▶ [WRITTEN INSTRUCTION 1]: From the records, pull out the lines that start at the one containing "of the eastern" and end after the one containing "column 541, row 427", and repeat them with no changes.

▶ [PROVIDED PASSAGE]:
+===+

But I didn’t feel it, and I think her passivity is why. I think this took the sting out of Act III, which, had I felt more for Kathy, would have had me sobbing and keening like a motherfucker, a la “Brokeback Mountain.” The events of Act III are horrible, but without that bond with the character, it was more like watching a sad news story than watching Ennis Del Mar and Jack Twist.

I’m not criticizing the moviemakers’ craftsmanship, for the writer (Vadim Perelman) of the screenplay and the writer of the novel on which it was based (Andre Dubus III) both get that Kathy appears passive. In an interview, Dubus says straight out that many readers of his book, especially women, thought Kathy was too passive. Perelman chose to make the movie reflect the book, and so Kathy ends up being less willful than most characters. It was an artistic choice.

The first shot of Kathy (other than a quick flashback) shows her in bed. She gets a call from her mother, who mentions taking it “One day at a time,” a saying associated with AA and similar substance abuse programs. We also see that something is weird with her husband—Kathy lies to her mother about where he is. Her house is a shithole, with unopened mail, chinese food containers, and dirty clothes strewn about. Clearly, Kathy is not in a good place. And it gets worse.

+===+

▶ [WRITTEN INSTRUCTION 2]: In the movie review, copy the passage that begins with the words "But I didn’t" and ends after the words "and Jack Twist.", keeping every character the same.

+===+

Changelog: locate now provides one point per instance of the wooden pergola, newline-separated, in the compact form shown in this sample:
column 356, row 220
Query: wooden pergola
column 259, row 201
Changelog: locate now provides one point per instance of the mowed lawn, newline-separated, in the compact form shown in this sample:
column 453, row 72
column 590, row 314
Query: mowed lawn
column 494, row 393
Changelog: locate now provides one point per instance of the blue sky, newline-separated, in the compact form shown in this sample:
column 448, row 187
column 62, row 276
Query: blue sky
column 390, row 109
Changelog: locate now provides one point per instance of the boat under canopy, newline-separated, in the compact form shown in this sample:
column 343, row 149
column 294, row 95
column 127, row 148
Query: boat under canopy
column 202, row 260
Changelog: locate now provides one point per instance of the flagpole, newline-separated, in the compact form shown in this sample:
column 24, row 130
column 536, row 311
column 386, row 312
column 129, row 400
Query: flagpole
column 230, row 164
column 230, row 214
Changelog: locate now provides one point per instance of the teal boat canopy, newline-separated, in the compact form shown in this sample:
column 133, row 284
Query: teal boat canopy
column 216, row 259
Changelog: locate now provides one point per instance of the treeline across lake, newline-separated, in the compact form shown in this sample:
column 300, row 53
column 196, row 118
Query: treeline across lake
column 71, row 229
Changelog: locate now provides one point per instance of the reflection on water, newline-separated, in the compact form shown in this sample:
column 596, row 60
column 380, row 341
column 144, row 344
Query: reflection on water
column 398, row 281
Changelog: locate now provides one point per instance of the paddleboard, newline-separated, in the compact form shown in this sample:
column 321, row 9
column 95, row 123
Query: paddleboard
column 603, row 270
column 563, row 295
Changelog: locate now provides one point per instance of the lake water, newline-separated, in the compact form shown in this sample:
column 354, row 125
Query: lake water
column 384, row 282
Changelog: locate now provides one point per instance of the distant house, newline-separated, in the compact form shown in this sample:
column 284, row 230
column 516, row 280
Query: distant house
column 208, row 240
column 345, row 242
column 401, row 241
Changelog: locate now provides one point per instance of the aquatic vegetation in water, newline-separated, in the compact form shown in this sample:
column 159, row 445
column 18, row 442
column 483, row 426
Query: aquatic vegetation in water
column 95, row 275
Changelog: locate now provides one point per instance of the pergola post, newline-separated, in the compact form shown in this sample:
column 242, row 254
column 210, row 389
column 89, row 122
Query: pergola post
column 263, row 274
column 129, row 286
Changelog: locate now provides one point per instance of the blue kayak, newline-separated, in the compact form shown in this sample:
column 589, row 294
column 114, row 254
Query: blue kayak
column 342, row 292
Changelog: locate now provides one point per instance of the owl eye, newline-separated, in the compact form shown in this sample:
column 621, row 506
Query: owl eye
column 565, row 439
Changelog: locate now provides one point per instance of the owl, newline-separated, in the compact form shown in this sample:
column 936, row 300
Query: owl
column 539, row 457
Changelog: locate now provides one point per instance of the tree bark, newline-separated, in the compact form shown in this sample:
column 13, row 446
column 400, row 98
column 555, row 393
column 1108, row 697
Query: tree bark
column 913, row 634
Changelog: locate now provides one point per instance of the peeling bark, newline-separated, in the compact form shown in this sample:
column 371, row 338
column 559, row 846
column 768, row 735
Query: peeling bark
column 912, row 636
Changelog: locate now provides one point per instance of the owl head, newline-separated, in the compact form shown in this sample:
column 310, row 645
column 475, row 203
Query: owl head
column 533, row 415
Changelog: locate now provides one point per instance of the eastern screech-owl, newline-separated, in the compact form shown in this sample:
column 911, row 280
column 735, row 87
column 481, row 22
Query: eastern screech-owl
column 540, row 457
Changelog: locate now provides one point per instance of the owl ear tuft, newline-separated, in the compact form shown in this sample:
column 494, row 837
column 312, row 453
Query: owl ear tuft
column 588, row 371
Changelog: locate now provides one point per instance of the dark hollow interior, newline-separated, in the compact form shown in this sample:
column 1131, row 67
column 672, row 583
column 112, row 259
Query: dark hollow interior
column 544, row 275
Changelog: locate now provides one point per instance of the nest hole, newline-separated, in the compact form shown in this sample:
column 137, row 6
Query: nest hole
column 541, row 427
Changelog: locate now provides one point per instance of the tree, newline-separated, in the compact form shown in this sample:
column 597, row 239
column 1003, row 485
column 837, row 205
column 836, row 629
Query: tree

+===+

▶ [TASK RESPONSE 1]:
Changelog: locate now provides one point per instance of the eastern screech-owl, newline-separated, in the compact form shown in this sample:
column 911, row 280
column 735, row 87
column 481, row 22
Query: eastern screech-owl
column 540, row 457
Changelog: locate now provides one point per instance of the owl ear tuft, newline-separated, in the compact form shown in this sample:
column 494, row 837
column 312, row 453
Query: owl ear tuft
column 588, row 371
Changelog: locate now provides one point per instance of the dark hollow interior, newline-separated, in the compact form shown in this sample:
column 1131, row 67
column 672, row 583
column 112, row 259
Query: dark hollow interior
column 544, row 275
Changelog: locate now provides one point per instance of the nest hole, newline-separated, in the compact form shown in this sample:
column 137, row 6
Query: nest hole
column 541, row 427

▶ [TASK RESPONSE 2]:
But I didn’t feel it, and I think her passivity is why. I think this took the sting out of Act III, which, had I felt more for Kathy, would have had me sobbing and keening like a motherfucker, a la “Brokeback Mountain.” The events of Act III are horrible, but without that bond with the character, it was more like watching a sad news story than watching Ennis Del Mar and Jack Twist.